SET PROBLEM 1
Reproduce the article below on record copper prices word for word.

SOURCE PASSAGE
Copper Surges to New Record as Tariff Fears Trigger a Global Supply Squeeze

Paul Jackson

December 3, 2025

Key Points

  • Copper prices hit a fresh record above $11,500/ton as withdrawals from LME warehouses accelerate.

  • Anticipated U.S. tariffs are driving massive shipments of physical copper to American ports, fueling dislocation.

  • Global supply remains strained by mine outages across Chile, Indonesia, and the DRC, with inventories nearing critical levels.

Copper Breaks Another Record as Investors Brace for a Structural Squeeze

Copper rallied to a new all-time high on Wednesday, climbing 3.4% in London to trade above $11,500/ton, as a rush of orders to pull metal from LME warehouses in Asia intensified already-tight physical conditions.

Mining stocks surged alongside the metal, with Chilean producer Antofagasta jumping more than 5% to hit a record valuation.

This move extends copper’s more than 30% year-to-date rally, driven by accelerating withdrawals, major mine disruptions, and an unusual arbitrage between U.S. copper futures and global benchmarks.

Tariff Overhang Is Reshaping Global Copper Flows

Copper markets have been distorted for months as traders ship huge volumes of metal into the U.S. ahead of expected tariffs on primary copper products next year.

Earlier policy announcements triggered record U.S. import demand, and producers have responded by charging record premiums in Europe and Asia — effectively pricing in the profits they could make selling into the tighter U.S. market.

Goldman Sachs analysts noted a “larger-than-expected reacceleration” of flows into the U.S. heading into H1 2026, calling the current setup a classic precursor to a global squeeze.

Market players say the recent spike in LME cancellation notices signals metal is being lined up for export — much of it ultimately likely to end up in U.S. supply chains.

SET PROBLEM 2
Return every row below that contains the string "yellow", matching case exactly.

RECORDS PROVIDED

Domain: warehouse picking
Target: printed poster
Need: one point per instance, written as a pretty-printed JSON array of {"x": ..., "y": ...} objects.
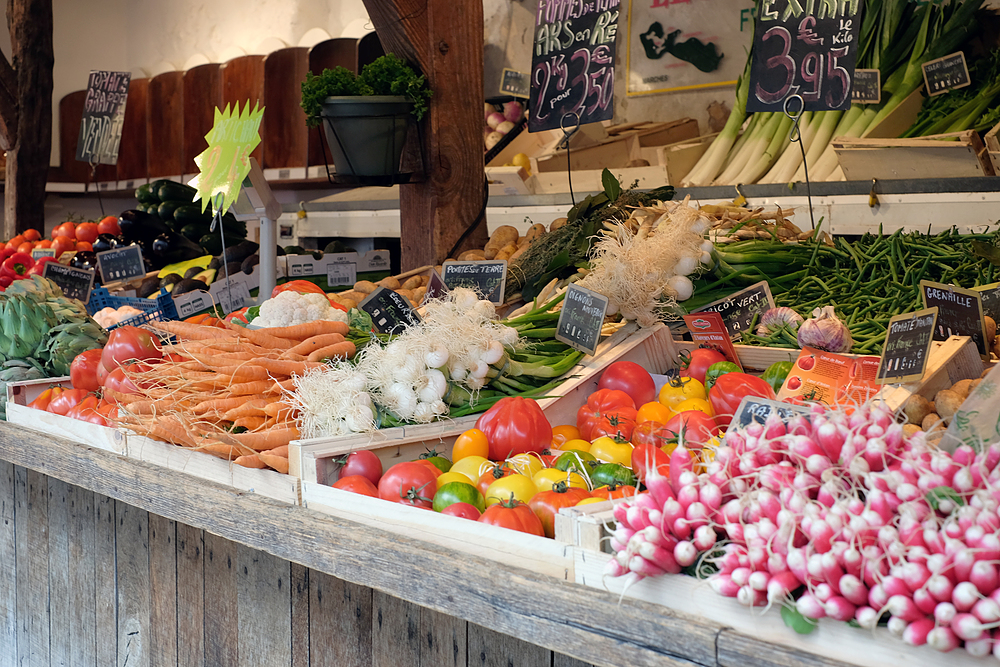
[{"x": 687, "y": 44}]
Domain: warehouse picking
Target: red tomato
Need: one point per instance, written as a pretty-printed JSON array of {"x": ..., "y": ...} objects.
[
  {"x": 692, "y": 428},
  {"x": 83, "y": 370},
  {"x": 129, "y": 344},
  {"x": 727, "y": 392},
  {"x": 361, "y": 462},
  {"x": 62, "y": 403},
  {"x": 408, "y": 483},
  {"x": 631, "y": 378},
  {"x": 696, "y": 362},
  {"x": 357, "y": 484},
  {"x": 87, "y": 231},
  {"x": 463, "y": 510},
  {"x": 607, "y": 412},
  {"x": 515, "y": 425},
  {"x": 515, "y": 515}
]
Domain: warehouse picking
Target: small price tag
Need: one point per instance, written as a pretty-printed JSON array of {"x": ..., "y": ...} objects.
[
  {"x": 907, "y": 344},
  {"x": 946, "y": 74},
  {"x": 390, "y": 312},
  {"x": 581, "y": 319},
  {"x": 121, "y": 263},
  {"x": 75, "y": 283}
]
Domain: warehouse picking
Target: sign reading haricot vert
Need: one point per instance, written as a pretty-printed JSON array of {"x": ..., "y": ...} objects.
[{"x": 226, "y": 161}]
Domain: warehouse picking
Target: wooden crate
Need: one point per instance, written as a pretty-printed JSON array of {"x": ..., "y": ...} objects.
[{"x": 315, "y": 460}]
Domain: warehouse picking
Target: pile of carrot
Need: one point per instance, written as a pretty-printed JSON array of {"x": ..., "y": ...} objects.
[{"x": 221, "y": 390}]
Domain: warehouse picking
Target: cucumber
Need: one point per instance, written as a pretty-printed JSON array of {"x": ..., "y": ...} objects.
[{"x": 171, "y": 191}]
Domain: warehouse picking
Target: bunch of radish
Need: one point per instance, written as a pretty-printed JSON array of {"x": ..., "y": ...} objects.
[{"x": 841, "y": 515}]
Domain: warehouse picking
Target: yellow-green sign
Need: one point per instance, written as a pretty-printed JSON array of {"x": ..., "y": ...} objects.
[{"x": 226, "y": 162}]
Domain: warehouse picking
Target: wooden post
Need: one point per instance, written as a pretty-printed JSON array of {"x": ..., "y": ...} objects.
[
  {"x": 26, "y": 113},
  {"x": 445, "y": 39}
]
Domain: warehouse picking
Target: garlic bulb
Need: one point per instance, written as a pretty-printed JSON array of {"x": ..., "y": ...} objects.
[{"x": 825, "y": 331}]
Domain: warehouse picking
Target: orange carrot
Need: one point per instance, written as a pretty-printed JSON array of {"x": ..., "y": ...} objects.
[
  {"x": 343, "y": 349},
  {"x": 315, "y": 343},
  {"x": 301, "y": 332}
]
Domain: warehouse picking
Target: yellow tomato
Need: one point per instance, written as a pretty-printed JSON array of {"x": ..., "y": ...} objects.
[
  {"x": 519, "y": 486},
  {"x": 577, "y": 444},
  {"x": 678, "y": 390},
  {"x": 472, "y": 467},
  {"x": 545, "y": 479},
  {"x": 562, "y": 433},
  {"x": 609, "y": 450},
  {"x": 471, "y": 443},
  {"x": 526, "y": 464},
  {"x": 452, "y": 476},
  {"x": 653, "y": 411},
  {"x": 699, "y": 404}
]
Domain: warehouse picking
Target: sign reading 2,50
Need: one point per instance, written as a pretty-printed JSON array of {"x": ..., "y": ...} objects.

TASK RESPONSE 1
Copper Surges to New Record as Tariff Fears Trigger a Global Supply Squeeze

Paul Jackson

December 3, 2025

Key Points

  • Copper prices hit a fresh record above $11,500/ton as withdrawals from LME warehouses accelerate.

  • Anticipated U.S. tariffs are driving massive shipments of physical copper to American ports, fueling dislocation.

  • Global supply remains strained by mine outages across Chile, Indonesia, and the DRC, with inventories nearing critical levels.

Copper Breaks Another Record as Investors Brace for a Structural Squeeze

Copper rallied to a new all-time high on Wednesday, climbing 3.4% in London to trade above $11,500/ton, as a rush of orders to pull metal from LME warehouses in Asia intensified already-tight physical conditions.

Mining stocks surged alongside the metal, with Chilean producer Antofagasta jumping more than 5% to hit a record valuation.

This move extends copper’s more than 30% year-to-date rally, driven by accelerating withdrawals, major mine disruptions, and an unusual arbitrage between U.S. copper futures and global benchmarks.

Tariff Overhang Is Reshaping Global Copper Flows

Copper markets have been distorted for months as traders ship huge volumes of metal into the U.S. ahead of expected tariffs on primary copper products next year.

Earlier policy announcements triggered record U.S. import demand, and producers have responded by charging record premiums in Europe and Asia — effectively pricing in the profits they could make selling into the tighter U.S. market.

Goldman Sachs analysts noted a “larger-than-expected reacceleration” of flows into the U.S. heading into H1 2026, calling the current setup a classic precursor to a global squeeze.

Market players say the recent spike in LME cancellation notices signals metal is being lined up for export — much of it ultimately likely to end up in U.S. supply chains.

TASK RESPONSE 2
Target: yellow-green sign
Target: yellow tomato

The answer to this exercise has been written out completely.